■ Aim of the task: Among the records that follow, find the line with "Target: foliage" and the line with "Target: curled dry leaf". Set down those lines and all lines between them exactly, without adding anything.

===== Supplied records

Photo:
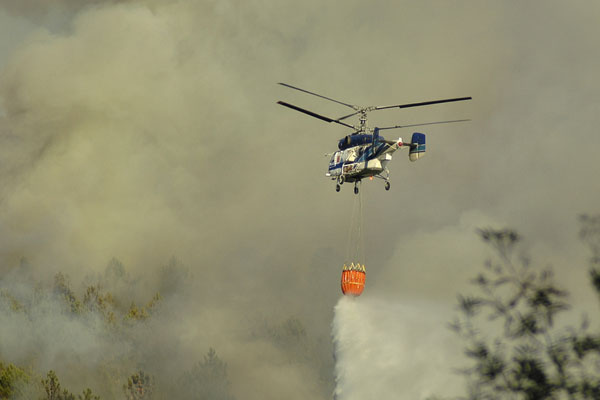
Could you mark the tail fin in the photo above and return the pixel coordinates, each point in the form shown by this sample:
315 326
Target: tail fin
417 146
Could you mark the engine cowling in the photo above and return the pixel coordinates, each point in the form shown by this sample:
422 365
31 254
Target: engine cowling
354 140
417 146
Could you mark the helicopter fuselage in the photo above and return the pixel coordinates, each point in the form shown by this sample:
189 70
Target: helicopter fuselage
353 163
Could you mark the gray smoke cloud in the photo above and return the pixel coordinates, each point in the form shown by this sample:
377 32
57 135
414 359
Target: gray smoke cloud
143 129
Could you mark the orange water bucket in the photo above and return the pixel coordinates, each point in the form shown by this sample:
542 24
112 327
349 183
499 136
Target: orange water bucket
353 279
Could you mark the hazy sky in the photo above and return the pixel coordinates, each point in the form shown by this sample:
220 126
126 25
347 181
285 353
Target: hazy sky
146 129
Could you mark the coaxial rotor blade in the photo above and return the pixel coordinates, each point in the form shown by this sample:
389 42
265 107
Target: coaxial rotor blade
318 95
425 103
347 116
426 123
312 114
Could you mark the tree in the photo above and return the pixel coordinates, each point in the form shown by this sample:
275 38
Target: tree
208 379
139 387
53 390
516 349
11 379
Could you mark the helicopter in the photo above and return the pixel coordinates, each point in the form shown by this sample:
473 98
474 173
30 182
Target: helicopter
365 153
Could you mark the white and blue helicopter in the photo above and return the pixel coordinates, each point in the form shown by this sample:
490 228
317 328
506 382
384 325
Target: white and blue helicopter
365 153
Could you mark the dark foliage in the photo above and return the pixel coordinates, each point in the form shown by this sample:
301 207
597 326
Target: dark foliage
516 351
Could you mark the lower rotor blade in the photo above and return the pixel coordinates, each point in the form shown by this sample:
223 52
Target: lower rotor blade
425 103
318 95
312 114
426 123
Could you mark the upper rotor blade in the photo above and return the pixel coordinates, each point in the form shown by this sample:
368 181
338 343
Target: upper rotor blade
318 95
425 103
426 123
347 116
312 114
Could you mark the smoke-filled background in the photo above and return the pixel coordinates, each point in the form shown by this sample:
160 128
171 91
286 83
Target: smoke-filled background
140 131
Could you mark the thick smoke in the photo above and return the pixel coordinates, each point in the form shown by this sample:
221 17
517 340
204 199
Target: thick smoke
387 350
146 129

==========
===== Supplied records

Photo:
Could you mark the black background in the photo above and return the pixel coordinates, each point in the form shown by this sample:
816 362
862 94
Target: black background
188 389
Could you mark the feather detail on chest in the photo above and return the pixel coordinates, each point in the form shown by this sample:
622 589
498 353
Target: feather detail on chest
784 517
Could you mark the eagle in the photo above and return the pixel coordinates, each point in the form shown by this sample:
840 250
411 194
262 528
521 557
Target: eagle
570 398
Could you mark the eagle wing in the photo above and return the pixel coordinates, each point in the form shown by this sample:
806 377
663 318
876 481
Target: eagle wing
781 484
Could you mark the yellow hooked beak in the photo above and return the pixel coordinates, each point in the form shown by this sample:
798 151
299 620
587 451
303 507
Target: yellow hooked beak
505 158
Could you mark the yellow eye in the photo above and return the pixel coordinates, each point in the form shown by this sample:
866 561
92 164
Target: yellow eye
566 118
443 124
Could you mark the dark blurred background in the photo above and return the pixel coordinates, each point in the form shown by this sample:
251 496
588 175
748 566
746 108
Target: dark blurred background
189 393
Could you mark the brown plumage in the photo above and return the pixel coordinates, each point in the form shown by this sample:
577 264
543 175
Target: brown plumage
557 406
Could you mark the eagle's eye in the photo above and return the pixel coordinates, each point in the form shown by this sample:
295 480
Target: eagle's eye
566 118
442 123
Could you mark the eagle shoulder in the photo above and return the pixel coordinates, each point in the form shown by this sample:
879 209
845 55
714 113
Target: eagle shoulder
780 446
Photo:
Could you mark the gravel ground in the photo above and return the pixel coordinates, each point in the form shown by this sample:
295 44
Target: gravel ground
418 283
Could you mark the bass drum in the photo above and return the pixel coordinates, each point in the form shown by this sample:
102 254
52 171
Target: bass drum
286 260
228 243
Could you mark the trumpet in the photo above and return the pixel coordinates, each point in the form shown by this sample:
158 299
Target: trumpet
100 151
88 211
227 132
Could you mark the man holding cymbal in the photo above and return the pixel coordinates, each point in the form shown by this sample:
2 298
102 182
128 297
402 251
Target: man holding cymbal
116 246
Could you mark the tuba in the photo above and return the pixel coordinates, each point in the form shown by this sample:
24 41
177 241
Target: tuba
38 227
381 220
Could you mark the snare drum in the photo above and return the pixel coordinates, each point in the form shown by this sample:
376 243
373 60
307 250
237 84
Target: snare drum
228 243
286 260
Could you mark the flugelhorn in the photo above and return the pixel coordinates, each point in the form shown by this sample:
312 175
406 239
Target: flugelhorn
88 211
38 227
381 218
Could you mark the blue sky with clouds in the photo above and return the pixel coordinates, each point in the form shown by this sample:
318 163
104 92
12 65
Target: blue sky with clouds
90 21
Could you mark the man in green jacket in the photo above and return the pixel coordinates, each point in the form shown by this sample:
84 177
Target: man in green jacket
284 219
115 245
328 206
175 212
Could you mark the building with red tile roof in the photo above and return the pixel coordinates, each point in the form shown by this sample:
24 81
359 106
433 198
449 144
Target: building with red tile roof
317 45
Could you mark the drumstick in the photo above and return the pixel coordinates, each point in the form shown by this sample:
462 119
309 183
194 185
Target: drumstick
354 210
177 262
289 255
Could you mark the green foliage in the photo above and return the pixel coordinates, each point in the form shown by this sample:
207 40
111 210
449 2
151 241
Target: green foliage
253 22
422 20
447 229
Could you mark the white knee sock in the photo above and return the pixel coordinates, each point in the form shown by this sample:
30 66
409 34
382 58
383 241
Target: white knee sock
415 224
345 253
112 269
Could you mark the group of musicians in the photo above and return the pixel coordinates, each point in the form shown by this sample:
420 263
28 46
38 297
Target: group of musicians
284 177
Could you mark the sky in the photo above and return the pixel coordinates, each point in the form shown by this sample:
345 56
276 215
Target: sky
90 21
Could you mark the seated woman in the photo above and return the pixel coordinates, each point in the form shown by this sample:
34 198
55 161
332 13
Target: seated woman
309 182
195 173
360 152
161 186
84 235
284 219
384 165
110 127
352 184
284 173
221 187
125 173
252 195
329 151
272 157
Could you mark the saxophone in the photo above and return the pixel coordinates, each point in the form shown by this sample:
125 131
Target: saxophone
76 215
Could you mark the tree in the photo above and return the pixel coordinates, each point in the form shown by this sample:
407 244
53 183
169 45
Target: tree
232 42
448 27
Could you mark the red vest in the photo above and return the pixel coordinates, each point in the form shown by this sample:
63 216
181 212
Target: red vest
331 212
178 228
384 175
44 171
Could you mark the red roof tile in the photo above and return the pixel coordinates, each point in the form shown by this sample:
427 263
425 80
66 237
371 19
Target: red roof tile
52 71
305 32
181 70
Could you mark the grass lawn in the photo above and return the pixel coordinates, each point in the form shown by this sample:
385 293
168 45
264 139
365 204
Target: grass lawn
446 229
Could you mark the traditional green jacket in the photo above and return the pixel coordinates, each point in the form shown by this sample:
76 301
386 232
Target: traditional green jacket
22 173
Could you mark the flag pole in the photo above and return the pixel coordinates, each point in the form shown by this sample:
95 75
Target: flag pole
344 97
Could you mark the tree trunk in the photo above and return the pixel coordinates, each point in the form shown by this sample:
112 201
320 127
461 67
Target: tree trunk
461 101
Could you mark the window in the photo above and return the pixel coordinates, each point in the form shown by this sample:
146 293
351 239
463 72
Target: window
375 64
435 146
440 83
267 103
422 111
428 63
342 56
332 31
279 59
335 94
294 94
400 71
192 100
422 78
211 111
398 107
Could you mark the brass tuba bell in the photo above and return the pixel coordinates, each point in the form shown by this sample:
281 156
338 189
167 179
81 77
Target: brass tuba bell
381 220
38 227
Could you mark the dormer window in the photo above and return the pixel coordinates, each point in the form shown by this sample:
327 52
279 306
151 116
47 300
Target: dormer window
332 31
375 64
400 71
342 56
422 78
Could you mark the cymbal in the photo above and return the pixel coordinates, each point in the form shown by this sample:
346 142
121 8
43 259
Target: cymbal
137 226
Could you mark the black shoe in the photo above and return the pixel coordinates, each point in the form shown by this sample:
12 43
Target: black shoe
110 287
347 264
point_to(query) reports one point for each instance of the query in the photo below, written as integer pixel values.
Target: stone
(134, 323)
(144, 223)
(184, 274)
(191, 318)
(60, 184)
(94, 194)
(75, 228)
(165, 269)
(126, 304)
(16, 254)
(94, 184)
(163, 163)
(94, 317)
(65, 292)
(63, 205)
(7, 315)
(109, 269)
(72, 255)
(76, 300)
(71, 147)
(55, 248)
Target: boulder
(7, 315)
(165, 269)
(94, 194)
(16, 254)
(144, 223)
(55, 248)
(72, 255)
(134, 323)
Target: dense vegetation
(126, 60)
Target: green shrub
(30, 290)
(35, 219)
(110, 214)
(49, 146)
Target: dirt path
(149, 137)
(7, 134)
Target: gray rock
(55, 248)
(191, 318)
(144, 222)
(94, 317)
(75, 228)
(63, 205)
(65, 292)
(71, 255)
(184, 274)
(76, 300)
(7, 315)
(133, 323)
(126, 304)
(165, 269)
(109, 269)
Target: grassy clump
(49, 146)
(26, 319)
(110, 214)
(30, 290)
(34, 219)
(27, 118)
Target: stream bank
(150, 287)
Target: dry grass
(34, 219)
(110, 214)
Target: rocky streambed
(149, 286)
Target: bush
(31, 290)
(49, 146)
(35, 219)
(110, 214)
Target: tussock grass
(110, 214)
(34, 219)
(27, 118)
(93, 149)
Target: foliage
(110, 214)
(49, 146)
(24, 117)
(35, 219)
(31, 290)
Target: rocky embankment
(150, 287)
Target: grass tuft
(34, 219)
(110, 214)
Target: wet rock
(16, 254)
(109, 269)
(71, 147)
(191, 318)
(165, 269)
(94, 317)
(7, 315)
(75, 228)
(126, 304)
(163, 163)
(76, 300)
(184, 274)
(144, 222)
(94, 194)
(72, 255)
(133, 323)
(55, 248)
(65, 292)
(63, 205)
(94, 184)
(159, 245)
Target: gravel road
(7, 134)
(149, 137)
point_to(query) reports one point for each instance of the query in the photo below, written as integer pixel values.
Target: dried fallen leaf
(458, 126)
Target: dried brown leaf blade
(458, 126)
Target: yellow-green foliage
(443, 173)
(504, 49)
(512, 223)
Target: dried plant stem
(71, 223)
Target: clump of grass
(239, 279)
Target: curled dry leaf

==========
===== Supplied records

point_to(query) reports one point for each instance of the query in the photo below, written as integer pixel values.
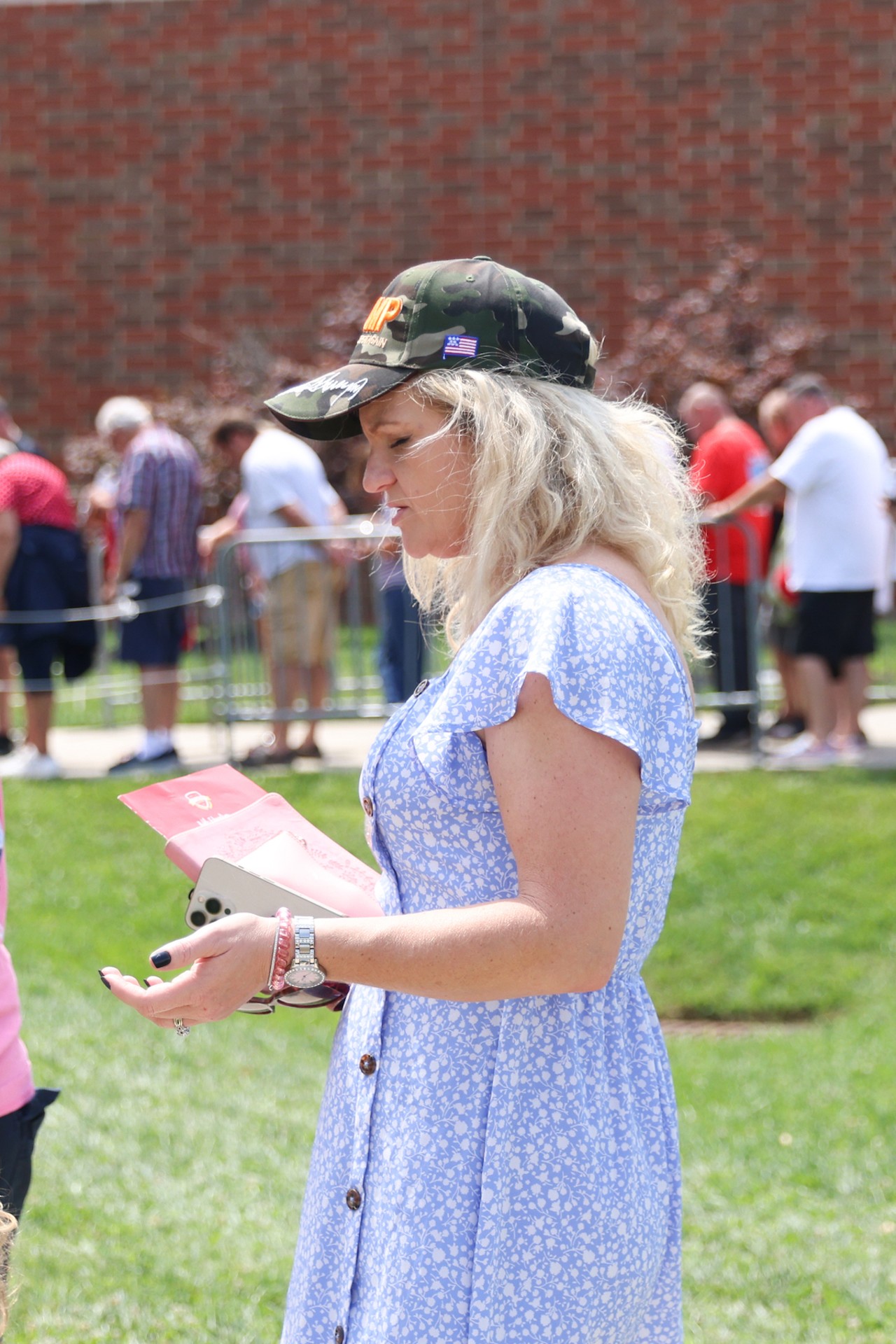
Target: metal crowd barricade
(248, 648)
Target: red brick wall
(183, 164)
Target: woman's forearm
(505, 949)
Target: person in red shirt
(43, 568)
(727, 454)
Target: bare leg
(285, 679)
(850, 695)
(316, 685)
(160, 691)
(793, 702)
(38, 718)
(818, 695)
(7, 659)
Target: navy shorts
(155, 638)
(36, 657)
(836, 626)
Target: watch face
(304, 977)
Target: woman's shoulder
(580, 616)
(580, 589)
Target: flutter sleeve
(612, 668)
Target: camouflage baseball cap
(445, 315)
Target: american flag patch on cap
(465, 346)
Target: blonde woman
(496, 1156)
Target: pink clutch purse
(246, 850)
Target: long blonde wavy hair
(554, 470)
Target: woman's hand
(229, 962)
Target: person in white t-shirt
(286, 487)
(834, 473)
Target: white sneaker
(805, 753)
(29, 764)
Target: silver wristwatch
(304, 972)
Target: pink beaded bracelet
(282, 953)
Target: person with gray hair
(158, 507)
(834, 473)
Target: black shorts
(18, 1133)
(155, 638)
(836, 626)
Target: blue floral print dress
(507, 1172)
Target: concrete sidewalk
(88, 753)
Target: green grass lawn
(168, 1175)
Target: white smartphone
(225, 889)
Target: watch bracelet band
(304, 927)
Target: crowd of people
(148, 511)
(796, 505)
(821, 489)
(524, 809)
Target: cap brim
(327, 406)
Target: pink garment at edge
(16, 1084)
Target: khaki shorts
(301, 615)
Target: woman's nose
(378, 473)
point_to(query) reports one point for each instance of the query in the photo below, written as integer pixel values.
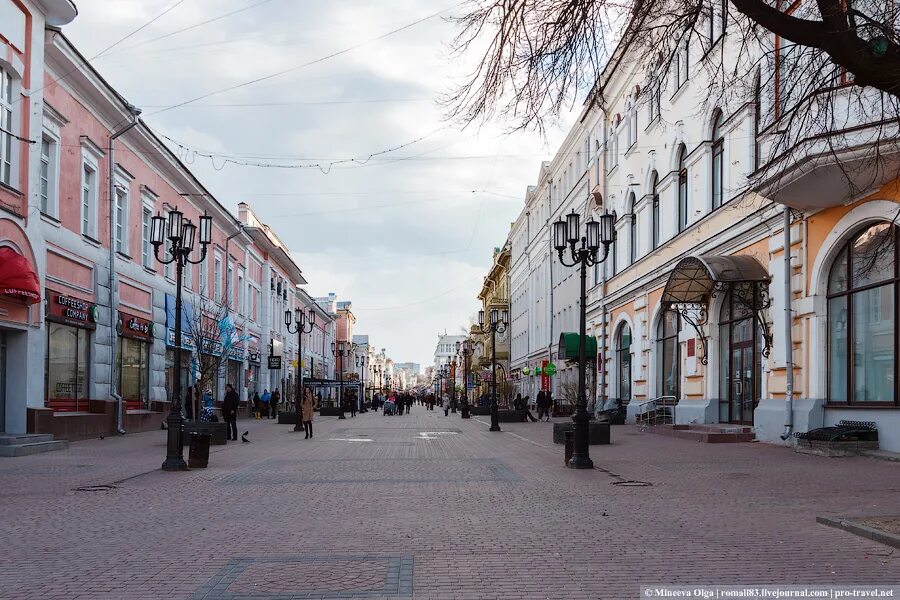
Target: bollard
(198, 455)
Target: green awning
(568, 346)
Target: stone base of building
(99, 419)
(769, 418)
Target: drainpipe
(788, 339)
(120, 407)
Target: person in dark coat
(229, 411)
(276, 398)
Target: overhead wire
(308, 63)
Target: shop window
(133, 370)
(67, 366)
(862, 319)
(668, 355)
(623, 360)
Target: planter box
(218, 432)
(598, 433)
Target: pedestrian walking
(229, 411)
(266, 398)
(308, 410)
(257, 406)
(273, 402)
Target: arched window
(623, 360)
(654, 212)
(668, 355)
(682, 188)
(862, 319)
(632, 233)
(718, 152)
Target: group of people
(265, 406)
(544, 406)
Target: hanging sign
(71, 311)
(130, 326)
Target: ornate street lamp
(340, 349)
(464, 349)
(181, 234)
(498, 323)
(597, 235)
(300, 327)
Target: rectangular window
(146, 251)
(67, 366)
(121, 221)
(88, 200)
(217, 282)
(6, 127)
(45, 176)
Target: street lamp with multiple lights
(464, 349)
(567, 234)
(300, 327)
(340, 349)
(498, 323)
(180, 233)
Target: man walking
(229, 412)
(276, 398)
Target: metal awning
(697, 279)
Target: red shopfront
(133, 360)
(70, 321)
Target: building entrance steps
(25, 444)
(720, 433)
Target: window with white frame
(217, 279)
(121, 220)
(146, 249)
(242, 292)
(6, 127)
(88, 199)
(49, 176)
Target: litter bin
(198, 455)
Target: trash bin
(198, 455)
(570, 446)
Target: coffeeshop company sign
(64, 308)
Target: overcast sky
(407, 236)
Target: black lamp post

==========

■ Exercise answer:
Target: foliage
(110, 214)
(49, 146)
(24, 117)
(35, 219)
(31, 290)
Target: rocky embankment
(150, 287)
Target: grass tuft
(34, 219)
(110, 214)
Target: wet rock
(16, 254)
(109, 269)
(71, 147)
(191, 318)
(165, 269)
(94, 317)
(7, 315)
(75, 228)
(126, 304)
(163, 163)
(76, 300)
(184, 274)
(144, 222)
(94, 194)
(72, 255)
(133, 323)
(55, 248)
(65, 292)
(63, 205)
(94, 184)
(159, 245)
Target: gravel road
(7, 134)
(149, 137)
point_to(query) reports one point for each instance of the query in the photo below, written as integer pixel values.
Target: dried fallen leaf
(458, 126)
Target: dried brown leaf blade
(458, 126)
Target: yellow-green foliage
(443, 173)
(504, 49)
(512, 223)
Target: dried plant stem
(71, 223)
Target: clump of grass
(239, 279)
Target: curled dry leaf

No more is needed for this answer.